#### PAGE EXCERPT:

It will be obvious to any one who reads what I wrote about the Theosophical criticism, put forward by Col. Olcott, in The Spiritualist, on December 7th, that I did not pretend to deal with his views except incidentally and in so far as they affected my then point of view.

It would be unfair to leave them thus noticed, if I have any claim to notice them at all. Such claim as I can have rests upon the fact that anything that he says must commend itself to me on many grounds of personal sympathy and earnest desire to learn what I can, as well as from the fact that he transmits to us the teaching of the learned author of Isis Unveiled, the master key to all problems. Of himself he would command attention; he commands it still more on account of the store of knowledge to which he has had access. If he be not the rose, at any rate he has lived near it. And, lastly, he comes forward to enlighten us, and will be aided in his attempt by the pointing out of difficulties. He anticipates that there may be points left for solution, and I think he will not be sorry to have them pointed out in order that he may solve them hereafter.

(Stored records)
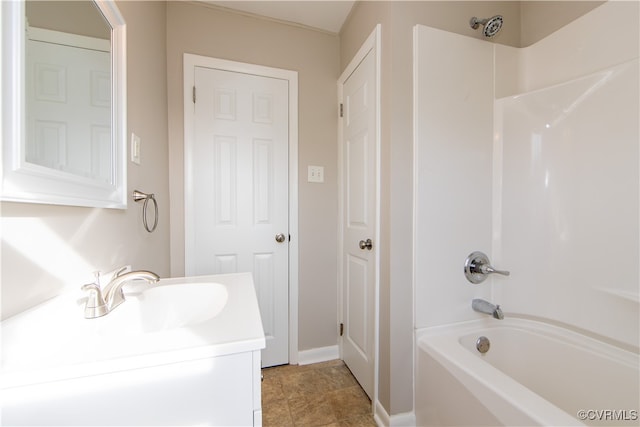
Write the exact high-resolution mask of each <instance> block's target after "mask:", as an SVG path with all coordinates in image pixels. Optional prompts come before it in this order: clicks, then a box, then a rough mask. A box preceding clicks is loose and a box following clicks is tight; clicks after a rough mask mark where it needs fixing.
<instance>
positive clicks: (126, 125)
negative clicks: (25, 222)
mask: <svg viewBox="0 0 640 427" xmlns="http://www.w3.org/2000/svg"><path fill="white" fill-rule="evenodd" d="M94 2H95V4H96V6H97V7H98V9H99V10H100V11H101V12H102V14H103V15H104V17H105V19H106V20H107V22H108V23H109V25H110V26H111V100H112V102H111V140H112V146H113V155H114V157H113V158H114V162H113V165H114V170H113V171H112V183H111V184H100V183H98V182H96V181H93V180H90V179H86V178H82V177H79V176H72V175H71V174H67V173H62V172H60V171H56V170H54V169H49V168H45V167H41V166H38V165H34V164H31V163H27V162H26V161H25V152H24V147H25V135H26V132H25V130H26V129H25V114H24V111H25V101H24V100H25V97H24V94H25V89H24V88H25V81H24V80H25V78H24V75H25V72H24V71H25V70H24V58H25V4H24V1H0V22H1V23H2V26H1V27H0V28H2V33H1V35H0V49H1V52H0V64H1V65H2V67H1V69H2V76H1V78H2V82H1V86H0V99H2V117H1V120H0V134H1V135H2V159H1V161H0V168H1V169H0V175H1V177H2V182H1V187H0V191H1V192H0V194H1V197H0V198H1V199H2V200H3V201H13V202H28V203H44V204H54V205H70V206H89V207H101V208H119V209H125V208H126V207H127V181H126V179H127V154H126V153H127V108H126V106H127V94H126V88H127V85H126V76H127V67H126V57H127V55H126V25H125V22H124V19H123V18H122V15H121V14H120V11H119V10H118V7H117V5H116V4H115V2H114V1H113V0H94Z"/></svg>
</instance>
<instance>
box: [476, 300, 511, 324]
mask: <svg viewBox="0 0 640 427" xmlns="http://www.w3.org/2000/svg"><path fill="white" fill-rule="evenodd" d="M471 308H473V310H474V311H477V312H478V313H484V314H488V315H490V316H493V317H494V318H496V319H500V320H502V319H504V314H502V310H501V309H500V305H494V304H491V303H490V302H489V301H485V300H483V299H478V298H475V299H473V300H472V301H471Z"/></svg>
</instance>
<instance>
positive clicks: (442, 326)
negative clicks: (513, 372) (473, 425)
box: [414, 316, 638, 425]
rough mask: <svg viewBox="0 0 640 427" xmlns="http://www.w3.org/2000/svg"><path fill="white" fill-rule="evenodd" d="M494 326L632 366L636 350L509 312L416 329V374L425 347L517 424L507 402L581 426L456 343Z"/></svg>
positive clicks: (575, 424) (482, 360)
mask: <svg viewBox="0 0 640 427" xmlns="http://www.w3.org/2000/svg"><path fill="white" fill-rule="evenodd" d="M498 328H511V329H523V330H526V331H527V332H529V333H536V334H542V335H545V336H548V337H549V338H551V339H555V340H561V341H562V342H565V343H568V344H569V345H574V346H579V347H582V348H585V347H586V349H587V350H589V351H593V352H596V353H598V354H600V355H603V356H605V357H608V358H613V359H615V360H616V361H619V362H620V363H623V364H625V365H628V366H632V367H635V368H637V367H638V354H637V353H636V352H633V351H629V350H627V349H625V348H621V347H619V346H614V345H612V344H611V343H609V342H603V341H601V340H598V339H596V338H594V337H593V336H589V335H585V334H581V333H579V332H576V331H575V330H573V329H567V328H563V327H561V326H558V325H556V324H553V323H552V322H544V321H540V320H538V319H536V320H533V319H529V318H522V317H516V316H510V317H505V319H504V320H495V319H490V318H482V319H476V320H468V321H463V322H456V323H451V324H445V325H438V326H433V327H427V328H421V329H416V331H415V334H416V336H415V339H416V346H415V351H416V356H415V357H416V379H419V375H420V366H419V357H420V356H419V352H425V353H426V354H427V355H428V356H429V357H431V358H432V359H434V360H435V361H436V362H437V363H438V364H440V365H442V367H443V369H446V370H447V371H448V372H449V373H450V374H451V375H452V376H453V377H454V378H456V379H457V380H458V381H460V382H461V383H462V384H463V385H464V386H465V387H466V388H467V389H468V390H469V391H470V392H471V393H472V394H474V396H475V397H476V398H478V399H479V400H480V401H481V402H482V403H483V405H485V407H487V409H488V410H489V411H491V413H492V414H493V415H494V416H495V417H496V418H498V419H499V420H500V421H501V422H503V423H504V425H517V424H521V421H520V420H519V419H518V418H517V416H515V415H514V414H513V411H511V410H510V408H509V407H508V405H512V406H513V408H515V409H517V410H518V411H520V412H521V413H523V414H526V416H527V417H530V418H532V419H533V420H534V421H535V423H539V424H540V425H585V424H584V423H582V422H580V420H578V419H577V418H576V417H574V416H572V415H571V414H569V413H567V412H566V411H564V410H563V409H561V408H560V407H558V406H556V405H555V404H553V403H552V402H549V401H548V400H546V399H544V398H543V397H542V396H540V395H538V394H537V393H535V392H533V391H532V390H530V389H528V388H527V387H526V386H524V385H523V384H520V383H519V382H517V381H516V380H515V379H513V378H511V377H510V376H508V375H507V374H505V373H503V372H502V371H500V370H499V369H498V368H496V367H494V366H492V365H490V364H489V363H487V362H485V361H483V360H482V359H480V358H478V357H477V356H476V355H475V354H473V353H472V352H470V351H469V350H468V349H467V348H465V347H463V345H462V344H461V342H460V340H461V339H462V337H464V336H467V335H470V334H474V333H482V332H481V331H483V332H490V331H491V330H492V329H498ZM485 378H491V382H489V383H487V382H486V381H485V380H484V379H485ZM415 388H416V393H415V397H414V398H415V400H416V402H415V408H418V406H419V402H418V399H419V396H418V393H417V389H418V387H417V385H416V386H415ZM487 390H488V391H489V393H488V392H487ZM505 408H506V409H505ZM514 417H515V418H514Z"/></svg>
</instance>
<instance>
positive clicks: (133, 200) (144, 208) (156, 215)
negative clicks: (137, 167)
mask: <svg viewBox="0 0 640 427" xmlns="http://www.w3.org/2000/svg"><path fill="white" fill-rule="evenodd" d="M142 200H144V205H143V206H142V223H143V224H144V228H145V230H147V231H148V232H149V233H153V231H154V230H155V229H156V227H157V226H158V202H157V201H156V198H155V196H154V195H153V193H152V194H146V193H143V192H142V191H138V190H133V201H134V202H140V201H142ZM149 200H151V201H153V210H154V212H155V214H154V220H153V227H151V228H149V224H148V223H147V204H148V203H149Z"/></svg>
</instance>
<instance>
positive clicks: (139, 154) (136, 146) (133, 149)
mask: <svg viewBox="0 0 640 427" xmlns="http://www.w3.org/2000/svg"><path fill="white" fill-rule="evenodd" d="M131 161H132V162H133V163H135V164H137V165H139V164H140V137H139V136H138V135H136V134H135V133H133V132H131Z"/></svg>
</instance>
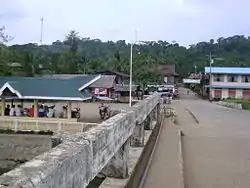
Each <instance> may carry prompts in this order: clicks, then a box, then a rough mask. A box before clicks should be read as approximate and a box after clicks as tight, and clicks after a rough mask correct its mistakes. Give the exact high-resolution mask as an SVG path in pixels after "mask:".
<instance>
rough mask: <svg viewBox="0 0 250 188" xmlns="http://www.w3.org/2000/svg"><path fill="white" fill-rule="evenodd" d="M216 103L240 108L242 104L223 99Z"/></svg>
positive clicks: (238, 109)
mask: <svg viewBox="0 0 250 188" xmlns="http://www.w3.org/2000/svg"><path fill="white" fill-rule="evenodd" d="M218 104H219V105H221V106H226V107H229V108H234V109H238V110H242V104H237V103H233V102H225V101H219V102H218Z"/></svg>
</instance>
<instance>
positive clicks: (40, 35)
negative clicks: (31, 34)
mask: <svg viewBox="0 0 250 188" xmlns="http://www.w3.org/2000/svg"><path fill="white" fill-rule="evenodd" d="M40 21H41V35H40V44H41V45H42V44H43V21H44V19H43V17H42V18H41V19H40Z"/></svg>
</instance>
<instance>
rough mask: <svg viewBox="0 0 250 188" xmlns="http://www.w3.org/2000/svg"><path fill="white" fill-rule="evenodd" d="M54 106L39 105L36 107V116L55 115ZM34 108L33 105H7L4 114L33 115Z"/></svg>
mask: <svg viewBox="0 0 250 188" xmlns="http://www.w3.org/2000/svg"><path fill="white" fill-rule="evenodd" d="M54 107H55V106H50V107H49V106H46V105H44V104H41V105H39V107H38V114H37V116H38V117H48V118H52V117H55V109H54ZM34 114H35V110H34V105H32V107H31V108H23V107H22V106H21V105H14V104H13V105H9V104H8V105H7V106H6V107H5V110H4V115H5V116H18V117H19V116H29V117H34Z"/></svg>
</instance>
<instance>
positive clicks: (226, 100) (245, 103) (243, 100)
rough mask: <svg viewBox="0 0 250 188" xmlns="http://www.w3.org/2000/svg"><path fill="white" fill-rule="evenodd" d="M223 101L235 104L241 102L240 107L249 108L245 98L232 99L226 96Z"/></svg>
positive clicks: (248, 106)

#### REQUIREMENT:
Rewrite the excerpt on Col. Olcott's Theosophical criticism, starting at "It would be" and ending at "solve them hereafter.", with "rose" changed to "lily".

#### WORKED SOLUTION:
It would be unfair to leave them thus noticed, if I have any claim to notice them at all. Such claim as I can have rests upon the fact that anything that he says must commend itself to me on many grounds of personal sympathy and earnest desire to learn what I can, as well as from the fact that he transmits to us the teaching of the learned author of Isis Unveiled, the master key to all problems. Of himself he would command attention; he commands it still more on account of the store of knowledge to which he has had access. If he be not the lily, at any rate he has lived near it. And, lastly, he comes forward to enlighten us, and will be aided in his attempt by the pointing out of difficulties. He anticipates that there may be points left for solution, and I think he will not be sorry to have them pointed out in order that he may solve them hereafter.